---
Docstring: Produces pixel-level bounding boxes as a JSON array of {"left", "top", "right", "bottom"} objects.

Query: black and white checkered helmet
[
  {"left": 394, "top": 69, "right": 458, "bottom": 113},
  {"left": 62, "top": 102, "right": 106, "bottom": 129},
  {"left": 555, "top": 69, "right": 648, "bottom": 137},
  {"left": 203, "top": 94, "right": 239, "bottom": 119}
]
------------
**Instruction:** Could you reproduce the material above line for line, with no changes at all?

**Problem solution:**
---
Docstring: Produces pixel-level bounding boxes as a JSON array of {"left", "top", "right", "bottom"} objects.

Query: black and white checkered helmet
[
  {"left": 394, "top": 69, "right": 458, "bottom": 113},
  {"left": 62, "top": 102, "right": 106, "bottom": 129},
  {"left": 555, "top": 69, "right": 648, "bottom": 137},
  {"left": 203, "top": 94, "right": 239, "bottom": 119}
]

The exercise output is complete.